■ The task ■
Continue the passage about the Ashbourne testimonial dinner and the PGA annual meeting in Chicago, starting after its last sentence.

■ Passage provided ■
##########

Ashbourne Country Club held a testimonial dinner in November for their professional, Clarence Ehresman, who had won the Section Championship in September. A number of the pros attended and Al MacDonald was asked to say a few words about the work the PGA was doing with the veteransí hospitals. Within fifteen minutes of the finish of his talk the Ashbourne members had collected $1,600 to be used for rehabilitation work at the Naval Hospital and the Valley Forge General Hospital.

Delegates from the 28 PGA Sections met at the Hotel Continental in Chicago in mid November for the PGAís annual meeting. President Ed Dudley along with the other officers, Secretary Frank T. Sprogell and Treasurer Willie Maguire, were reelected. The topic that drew the most interest was the report on the search for a PGA national golf club that could serve as a winter home for many of the professionals. One possibility was the Dunedin Isles Golf Club in Florida. A film of the course was shown to the delegates and Jimmy DíAngelo made a report as the chairman of the committee. DíAngelo made such a thorough presentation the proposal was approved by the delegates with very little discussion. The annual rent for Dunedin, which was owned by the city of Dunedin, was $1 per year. The expense was going to be getting the golf course in decent condition and refurbishing the clubhouse. The facility had been through the "Great Depression" and World War II. This had greatly reduced the number of winter visitors that came to Florida for golf. A resolution was passed to recognize PGA members who had been members for 25 years with a special membership card that could be displayed in their golf shops. The delegates from the Philadelphia Section were Marty Lyons and Al MacDonald.

##########

■ Data listing ■
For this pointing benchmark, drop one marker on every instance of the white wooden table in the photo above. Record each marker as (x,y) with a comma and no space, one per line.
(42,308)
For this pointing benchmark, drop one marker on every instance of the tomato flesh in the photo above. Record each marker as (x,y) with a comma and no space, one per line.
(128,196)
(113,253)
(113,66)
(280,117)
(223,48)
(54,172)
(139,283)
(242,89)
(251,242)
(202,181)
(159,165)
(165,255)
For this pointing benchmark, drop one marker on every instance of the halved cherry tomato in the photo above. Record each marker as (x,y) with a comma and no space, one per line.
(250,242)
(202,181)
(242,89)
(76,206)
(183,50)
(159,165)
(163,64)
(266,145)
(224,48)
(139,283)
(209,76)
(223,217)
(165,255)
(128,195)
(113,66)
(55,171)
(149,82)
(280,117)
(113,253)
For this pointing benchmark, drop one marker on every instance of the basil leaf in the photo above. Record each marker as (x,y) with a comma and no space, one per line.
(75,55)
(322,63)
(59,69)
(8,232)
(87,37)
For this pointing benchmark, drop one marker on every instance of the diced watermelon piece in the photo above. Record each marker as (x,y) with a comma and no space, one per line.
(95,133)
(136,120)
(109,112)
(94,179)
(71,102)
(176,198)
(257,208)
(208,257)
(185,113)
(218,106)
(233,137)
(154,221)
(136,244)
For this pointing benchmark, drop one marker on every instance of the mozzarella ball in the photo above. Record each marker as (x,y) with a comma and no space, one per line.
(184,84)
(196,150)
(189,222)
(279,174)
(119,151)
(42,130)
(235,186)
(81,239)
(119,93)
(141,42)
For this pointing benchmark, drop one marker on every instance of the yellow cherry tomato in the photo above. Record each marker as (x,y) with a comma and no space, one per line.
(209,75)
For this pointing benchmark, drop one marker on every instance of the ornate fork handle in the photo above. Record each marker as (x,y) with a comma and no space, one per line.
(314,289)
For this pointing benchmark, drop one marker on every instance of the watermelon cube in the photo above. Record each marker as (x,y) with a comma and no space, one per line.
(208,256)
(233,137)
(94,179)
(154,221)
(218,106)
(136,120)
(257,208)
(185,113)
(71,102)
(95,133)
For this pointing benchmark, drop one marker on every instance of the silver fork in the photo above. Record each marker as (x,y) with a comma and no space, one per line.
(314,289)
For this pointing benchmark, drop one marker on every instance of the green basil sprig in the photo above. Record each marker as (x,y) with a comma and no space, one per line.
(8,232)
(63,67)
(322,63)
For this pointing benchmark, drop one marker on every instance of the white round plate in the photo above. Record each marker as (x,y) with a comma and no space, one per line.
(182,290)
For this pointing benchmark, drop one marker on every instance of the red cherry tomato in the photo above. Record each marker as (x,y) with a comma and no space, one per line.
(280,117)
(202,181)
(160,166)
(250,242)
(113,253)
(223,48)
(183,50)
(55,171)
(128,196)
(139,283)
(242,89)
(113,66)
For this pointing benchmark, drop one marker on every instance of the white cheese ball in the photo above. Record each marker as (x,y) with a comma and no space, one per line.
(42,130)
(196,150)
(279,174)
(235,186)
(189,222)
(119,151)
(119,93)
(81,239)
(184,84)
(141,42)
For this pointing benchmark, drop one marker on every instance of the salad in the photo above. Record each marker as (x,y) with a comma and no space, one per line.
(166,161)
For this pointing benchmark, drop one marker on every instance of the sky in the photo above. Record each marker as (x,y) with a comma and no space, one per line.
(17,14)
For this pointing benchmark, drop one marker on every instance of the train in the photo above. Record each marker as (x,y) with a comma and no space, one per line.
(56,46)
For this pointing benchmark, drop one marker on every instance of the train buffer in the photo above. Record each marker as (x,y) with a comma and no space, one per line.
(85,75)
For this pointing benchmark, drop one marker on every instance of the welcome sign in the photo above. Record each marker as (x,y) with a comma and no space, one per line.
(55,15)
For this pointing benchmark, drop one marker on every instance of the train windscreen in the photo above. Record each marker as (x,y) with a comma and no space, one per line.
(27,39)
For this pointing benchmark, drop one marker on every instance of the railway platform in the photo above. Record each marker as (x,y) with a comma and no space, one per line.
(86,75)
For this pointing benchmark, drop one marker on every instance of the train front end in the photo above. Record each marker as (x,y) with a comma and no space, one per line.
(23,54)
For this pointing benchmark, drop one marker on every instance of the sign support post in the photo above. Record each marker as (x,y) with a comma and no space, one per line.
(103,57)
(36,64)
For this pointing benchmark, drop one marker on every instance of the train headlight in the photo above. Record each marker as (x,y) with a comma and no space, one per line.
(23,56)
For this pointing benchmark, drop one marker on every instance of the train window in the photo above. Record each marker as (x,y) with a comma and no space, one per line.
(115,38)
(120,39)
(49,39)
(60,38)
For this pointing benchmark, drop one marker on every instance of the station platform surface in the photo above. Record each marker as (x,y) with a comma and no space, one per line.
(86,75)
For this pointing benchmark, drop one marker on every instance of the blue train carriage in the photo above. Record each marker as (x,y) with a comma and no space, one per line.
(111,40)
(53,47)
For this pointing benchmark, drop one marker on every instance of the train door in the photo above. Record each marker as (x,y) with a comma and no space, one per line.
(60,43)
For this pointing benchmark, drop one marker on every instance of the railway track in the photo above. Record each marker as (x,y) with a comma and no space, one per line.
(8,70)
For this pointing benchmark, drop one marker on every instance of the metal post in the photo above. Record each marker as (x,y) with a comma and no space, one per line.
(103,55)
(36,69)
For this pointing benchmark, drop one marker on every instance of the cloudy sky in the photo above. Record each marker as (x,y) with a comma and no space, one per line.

##########

■ Response ■
In late November Sam Snead returned to the PGA Tour after two and a half years in the navy. Two months after receiving a medical discharge for his bad back he won the first tournament he entered. His win came at the $16,000 Portland Open, which was played through heavy rains at the Portland Golf Club. With rounds of 70, 74, 73 and 72 Snead edged out Mike Turnesa. Sneadís total was 289 and Turnesa finished with a 291. First prize was $2,675 in war bonds. The host professional Ted Longworth, who had been the golf professional at the Glen Garden Country Club in Ft. Worth, Texas when Ben Hogan and Byron Nelson were learning the games as caddies, finished third at 295. Bruce Coltart (296) and Nelson (296) tied for fourth and they each won $1,022.50 in war bonds.

In the second week of December Staff Sgt. E.J. "Dutch" Harrison won his second PGA Tour tournament of the year at the $10,000 Miami Open. Harrison won by one stroke as he came from behind with a last nine 32 to nip fellow Section member Henry Picard, who had a last round 67. Harrisonís winning (73-66-66-69) 274 score was six under par for the Miami Springs Golf & Country Club course. Johnny Revolta finished third at 276. Maurice OíConnor was next with a 277. First prize was $2,500. At the same time Jug McSpaden was finishing third in the Oakland Open in California.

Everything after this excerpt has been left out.